+++ EXCERTO +++
A primeira coisa a fazer para resolver um problema é conhecê-lo. Procurar as suas causas, ver os seus contornos, perceber como evolui, avaliar a sua dimensão e os impactos que pode provocar. Não creio que seja apenas no domínio do pensamento científico que deva proceder-se assim. Pelo contrário, tal método é o melhor, seja qual for a natureza da situação com que nos defrontamos.
Escrevo isto a propósito da torrente de comentários que li e ouvi sobre o atual surto de sarampo que a morte de uma jovem de 17 anos – como seria de esperar – ainda mais intensificou. Salvo raríssimas exceções, todos esses comentários optaram por zurzir impiedosamente os adultos não vacinados e os pais das crianças que não têm as vacinas em dia, seja porque são irresponsáveis e negligentes, seja porque aderiram às campanhas antivacinas, em ambos os casos porque põem em risco a saúde e a vida de terceiros ou dos próprios filhos. O que, a ser assim ou apenas assim, seria sem dúvida inaceitável, indesculpável.
Chocaram-me o estilo e os termos utilizados, a facilidade e simplicidade com que se acusam pais e famílias, como se tudo pudesse ser reduzido à crítica do seu comportamento. Sem disfarce, não foram poucos os apelos à perseguição, à punição, à segregação, numa espiral de agressividade e irracionalidade que, surpreendentemente, contagiou gente à direita e à esquerda.
+++
* [TESTE DE COMPREENSÃO]:
[1] Responda com base no texto sobre o surto de sarampo.
(a) Qual é a primeira coisa a fazer para resolver um problema?
(b) Que idade tinha a jovem cuja morte intensificou os comentários?
(c) Que espiral contagiou gente à direita e à esquerda?
[2] Reproduza o trecho do texto sobre o surto de sarampo começando em "Chocaram-me o estilo" e seguindo até "e à esquerda.", inclusive.
[3] Retome o texto sobre o surto de sarampo a partir da última frase apresentada.
+++ ENTRADAS APRESENTADAS +++
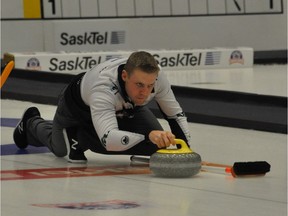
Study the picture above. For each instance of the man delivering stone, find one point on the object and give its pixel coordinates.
(105, 110)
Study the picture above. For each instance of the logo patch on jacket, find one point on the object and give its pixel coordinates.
(125, 140)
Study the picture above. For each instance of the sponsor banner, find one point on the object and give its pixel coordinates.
(85, 35)
(76, 62)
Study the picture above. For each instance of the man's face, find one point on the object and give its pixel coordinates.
(139, 85)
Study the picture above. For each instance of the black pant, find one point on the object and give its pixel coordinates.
(50, 133)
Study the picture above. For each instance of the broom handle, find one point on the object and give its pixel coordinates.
(6, 72)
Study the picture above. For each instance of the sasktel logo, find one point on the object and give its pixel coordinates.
(93, 38)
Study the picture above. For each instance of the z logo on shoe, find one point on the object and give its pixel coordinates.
(75, 143)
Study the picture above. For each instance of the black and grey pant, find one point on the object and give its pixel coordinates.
(41, 132)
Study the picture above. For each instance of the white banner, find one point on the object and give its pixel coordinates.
(74, 63)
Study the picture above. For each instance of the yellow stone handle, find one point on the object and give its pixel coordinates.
(184, 148)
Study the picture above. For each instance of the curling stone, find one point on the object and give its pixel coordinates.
(175, 163)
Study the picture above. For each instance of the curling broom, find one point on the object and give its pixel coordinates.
(6, 72)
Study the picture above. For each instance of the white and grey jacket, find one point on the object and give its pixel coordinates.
(103, 93)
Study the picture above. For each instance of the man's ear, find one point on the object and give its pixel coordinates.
(124, 75)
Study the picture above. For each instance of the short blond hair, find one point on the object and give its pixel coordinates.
(141, 60)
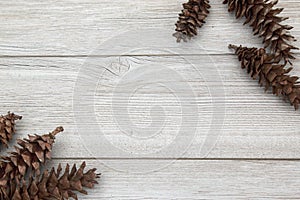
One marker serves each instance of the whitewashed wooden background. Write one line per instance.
(43, 44)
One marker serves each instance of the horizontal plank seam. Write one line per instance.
(183, 159)
(111, 55)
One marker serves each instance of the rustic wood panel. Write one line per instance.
(72, 27)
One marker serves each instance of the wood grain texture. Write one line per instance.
(45, 46)
(194, 179)
(76, 28)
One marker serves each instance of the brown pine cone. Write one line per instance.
(7, 127)
(30, 154)
(260, 65)
(261, 15)
(53, 186)
(192, 17)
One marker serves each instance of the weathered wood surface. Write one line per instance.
(45, 45)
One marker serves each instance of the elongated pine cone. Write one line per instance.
(192, 17)
(55, 186)
(260, 65)
(7, 127)
(261, 15)
(30, 153)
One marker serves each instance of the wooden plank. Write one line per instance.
(72, 27)
(193, 179)
(256, 125)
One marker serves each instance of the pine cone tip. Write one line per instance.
(57, 130)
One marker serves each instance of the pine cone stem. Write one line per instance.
(191, 17)
(7, 127)
(30, 153)
(53, 185)
(261, 15)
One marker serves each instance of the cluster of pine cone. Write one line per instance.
(267, 63)
(20, 171)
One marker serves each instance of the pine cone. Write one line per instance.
(260, 64)
(261, 15)
(192, 16)
(30, 154)
(53, 186)
(7, 127)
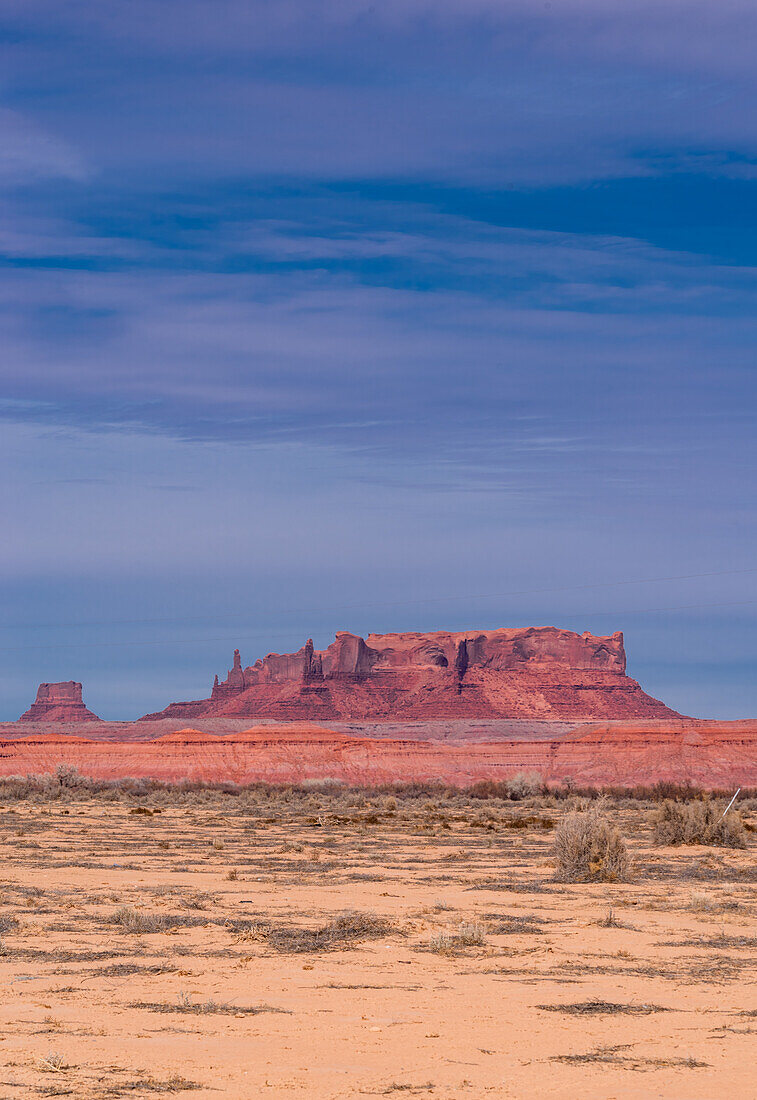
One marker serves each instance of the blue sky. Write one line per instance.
(337, 315)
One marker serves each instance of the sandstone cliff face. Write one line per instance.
(711, 754)
(538, 672)
(59, 702)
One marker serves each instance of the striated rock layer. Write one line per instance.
(709, 754)
(59, 702)
(536, 672)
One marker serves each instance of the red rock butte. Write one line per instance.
(59, 702)
(535, 672)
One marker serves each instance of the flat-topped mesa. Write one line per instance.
(59, 702)
(533, 672)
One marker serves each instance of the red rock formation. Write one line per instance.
(710, 754)
(539, 672)
(58, 703)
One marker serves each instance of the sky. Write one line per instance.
(328, 315)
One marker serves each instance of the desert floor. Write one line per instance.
(162, 945)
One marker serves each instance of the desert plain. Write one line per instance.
(331, 943)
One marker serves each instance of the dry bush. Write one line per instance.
(698, 823)
(347, 928)
(589, 848)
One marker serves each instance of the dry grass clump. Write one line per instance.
(589, 848)
(602, 1009)
(128, 919)
(698, 823)
(470, 934)
(187, 1007)
(343, 931)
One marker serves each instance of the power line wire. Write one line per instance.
(393, 603)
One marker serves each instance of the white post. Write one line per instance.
(731, 803)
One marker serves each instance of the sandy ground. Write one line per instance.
(227, 1000)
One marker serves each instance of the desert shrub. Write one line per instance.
(347, 928)
(698, 823)
(589, 848)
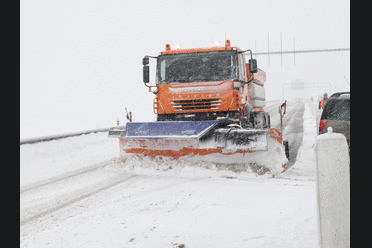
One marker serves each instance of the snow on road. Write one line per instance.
(75, 192)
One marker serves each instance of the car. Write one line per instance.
(336, 114)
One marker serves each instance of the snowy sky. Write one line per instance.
(81, 61)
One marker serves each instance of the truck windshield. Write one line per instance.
(197, 67)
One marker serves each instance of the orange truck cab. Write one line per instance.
(208, 83)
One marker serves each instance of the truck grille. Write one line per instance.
(196, 104)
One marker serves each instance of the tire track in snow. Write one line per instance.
(38, 211)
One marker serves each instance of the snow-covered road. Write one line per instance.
(75, 192)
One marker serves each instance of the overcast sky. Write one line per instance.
(81, 61)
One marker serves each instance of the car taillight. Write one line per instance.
(322, 124)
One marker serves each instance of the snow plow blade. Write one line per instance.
(205, 141)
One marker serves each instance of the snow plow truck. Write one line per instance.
(209, 105)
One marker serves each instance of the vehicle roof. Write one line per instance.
(195, 50)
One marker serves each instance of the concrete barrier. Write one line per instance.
(333, 189)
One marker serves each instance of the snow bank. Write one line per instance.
(304, 168)
(44, 160)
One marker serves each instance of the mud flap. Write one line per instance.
(231, 140)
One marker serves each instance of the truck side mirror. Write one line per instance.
(145, 60)
(146, 73)
(252, 65)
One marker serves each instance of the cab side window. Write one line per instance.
(241, 67)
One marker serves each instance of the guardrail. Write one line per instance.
(62, 136)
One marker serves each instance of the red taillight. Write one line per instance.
(322, 124)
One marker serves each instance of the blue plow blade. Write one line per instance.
(168, 130)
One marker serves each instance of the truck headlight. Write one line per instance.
(237, 85)
(154, 89)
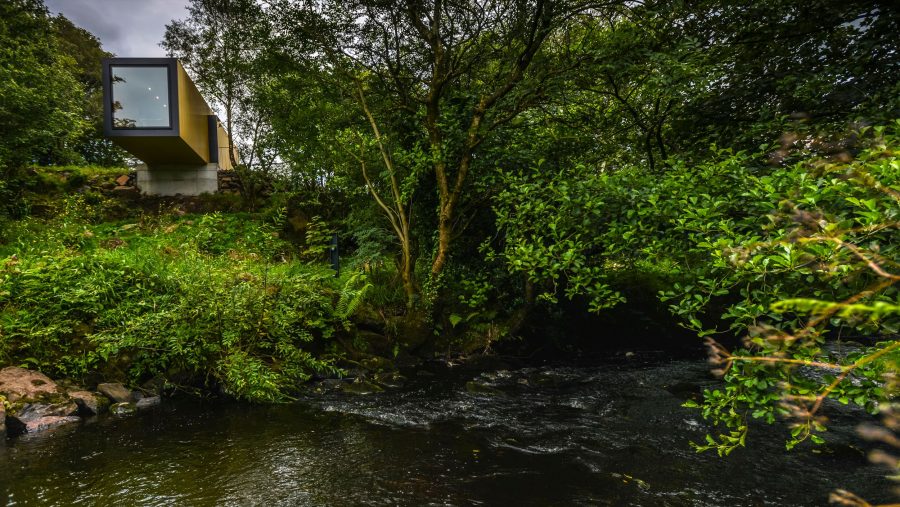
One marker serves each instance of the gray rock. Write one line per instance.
(390, 379)
(475, 387)
(361, 387)
(33, 415)
(148, 402)
(116, 392)
(18, 383)
(123, 408)
(48, 422)
(89, 403)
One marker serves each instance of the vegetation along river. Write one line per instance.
(610, 433)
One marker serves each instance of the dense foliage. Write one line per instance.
(492, 169)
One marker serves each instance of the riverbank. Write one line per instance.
(611, 433)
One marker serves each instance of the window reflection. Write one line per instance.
(140, 97)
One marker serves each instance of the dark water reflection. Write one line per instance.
(609, 434)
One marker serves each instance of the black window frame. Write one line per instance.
(171, 65)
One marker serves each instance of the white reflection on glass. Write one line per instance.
(134, 103)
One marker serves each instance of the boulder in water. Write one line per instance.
(361, 387)
(116, 392)
(36, 403)
(123, 408)
(18, 383)
(89, 403)
(150, 402)
(475, 387)
(48, 422)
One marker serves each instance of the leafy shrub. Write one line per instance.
(213, 298)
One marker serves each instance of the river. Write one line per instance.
(608, 433)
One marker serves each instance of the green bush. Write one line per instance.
(212, 298)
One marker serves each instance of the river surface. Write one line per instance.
(612, 433)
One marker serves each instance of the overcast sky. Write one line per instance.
(125, 27)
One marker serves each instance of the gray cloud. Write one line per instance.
(124, 27)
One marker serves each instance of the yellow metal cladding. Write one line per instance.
(224, 146)
(193, 116)
(187, 142)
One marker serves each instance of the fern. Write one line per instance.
(351, 296)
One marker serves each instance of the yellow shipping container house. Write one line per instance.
(154, 111)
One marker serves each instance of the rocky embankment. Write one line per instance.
(31, 402)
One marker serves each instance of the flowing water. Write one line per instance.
(612, 433)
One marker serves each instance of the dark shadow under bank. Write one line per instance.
(609, 434)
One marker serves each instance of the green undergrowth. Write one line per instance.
(217, 300)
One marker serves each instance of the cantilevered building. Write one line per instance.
(154, 111)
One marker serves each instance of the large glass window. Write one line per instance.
(140, 97)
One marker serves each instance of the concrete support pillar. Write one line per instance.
(178, 179)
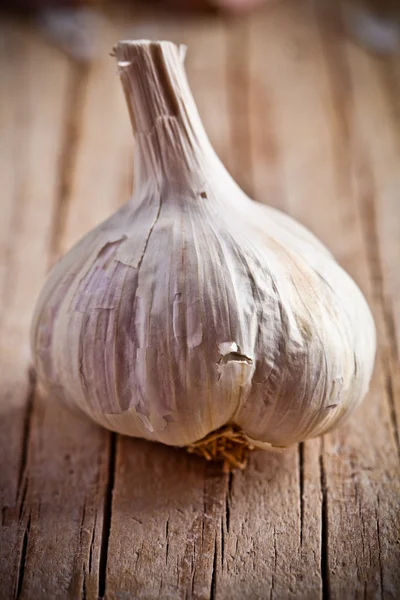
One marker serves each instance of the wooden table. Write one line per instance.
(306, 121)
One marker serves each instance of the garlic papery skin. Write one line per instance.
(194, 307)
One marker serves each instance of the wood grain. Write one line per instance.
(307, 122)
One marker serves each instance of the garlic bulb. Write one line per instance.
(194, 307)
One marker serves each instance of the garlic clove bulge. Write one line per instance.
(193, 307)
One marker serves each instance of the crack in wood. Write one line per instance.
(271, 591)
(75, 102)
(392, 410)
(213, 588)
(324, 529)
(379, 545)
(167, 541)
(92, 545)
(106, 528)
(228, 499)
(21, 568)
(25, 439)
(301, 490)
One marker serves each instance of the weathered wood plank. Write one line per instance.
(64, 485)
(34, 83)
(315, 133)
(308, 123)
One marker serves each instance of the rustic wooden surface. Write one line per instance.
(306, 121)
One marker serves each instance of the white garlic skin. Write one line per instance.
(194, 307)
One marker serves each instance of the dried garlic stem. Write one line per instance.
(227, 444)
+++
* [RESPOSTAS POR TAREFA]:
[1]
(a) Conhecê-lo.
(b) 17 anos.
(c) Uma espiral de agressividade e irracionalidade.

[2]
Chocaram-me o estilo e os termos utilizados, a facilidade e simplicidade com que se acusam pais e famílias, como se tudo pudesse ser reduzido à crítica do seu comportamento. Sem disfarce, não foram poucos os apelos à perseguição, à punição, à segregação, numa espiral de agressividade e irracionalidade que, surpreendentemente, contagiou gente à direita e à esquerda.

[3]
Não faltaram as mais variadas sentenças para resolver o problema: impor a obrigatoriedade da vacinação, retirar aos pais a tutela dos filhos, proibir a inscrição escolar das crianças por vacinar, suspender prestações da segurança social aos pais com filhos não vacinados, retirar-lhes benefícios em sede de IRS, congelar-lhes as contas bancárias. Houve até quem sugerisse a criminalização e lembrasse que a prisão é o lugar dos criminosos. Segundo algumas estimativas, há entre dez a quinze mil crianças por vacinar em Portugal. Alguém acredita que em Portugal haja tantos pais negligentes ou adeptos da moda antivacinas? Julgo que teriam estado bem melhor os comentadores se tivessem começado por tentar responder a esta pergunta. Porque é evidente que a resposta é “não”.
A principal razão que explica aquele número é a exclusão social em que vivem muitas famílias, longe do SNS e de tudo o mais que constitui a vida, os hábitos, os direitos, a rotina das famílias integradas. Nessas famílias não há vacinas, como não há dinheiro, comida, remédios, emprego, casa, escola ou livros. Nem médico de família. E muito menos modas antivacinas.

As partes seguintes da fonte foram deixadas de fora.